* The exercise: In the umwait patch email, which three new instructions offer a low-power alternative to spinloops?

* Source text:
......

Re: [PATCH v4 0/5] x86/umwait: Enable user wait instructions

From: Fenghua Yu
Date: Tue Jun 11 2019 - 13:51:41 EST


On Tue, Jun 11, 2019 at 11:01:45AM +0200, Peter Zijlstra wrote:
> On Fri, Jun 07, 2019 at 03:00:32PM -0700, Fenghua Yu wrote:
> > Today, if an application needs to wait for a very short duration
> > they have to have spinloops. Spinloops consume more power and continue
> > to use execution resources that could hurt its thread siblings in a core
> > with hyperthreads. New instructions umonitor, umwait and tpause allow
> > a low power alternative waiting at the same time could improve the HT
> > sibling perform while giving it any power headroom. These instructions
> > can be used in both user space and kernel space.

......

* Information provided:

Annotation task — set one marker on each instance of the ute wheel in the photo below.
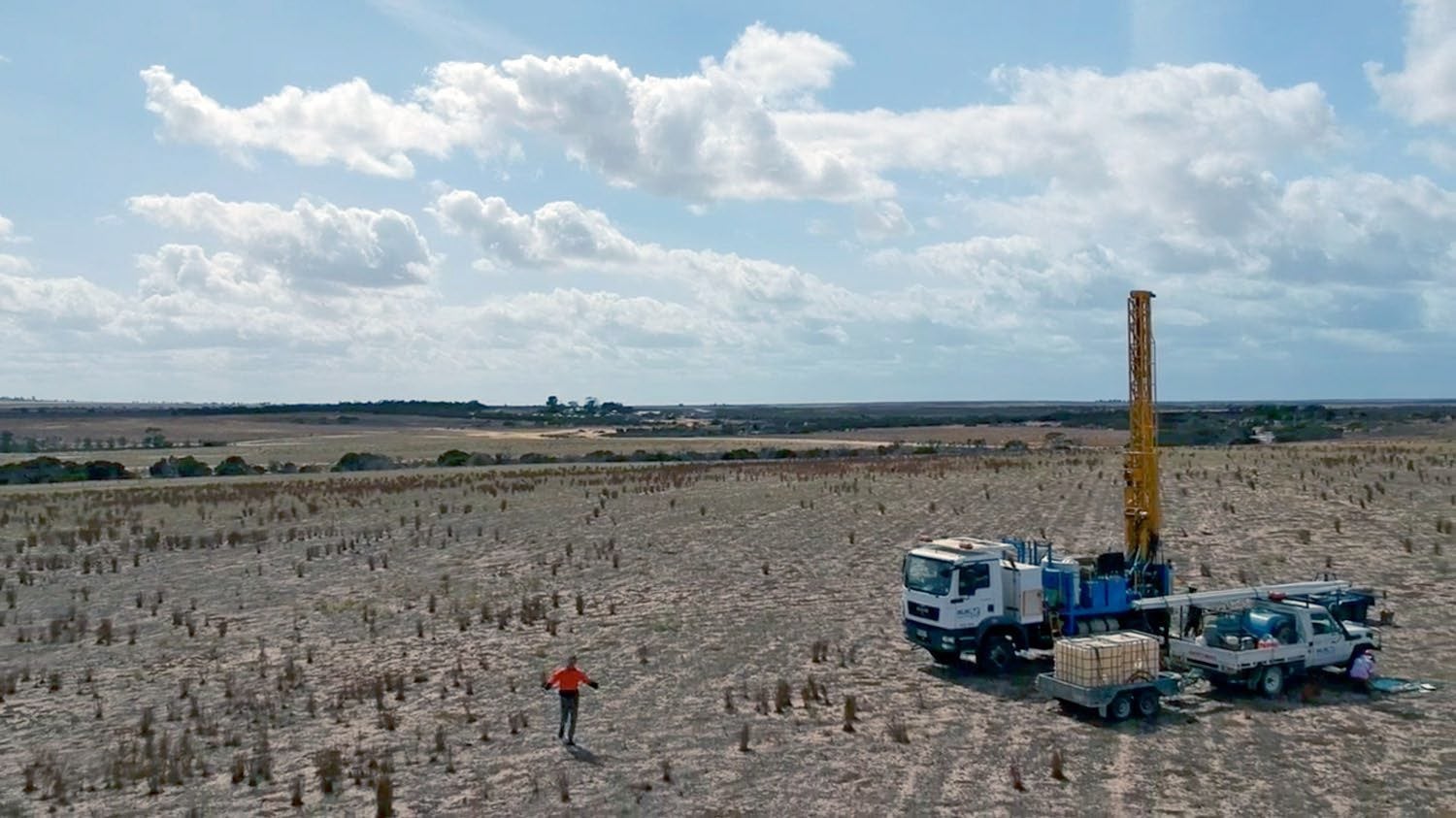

......

* Result of this task: umonitor, umwait and tpause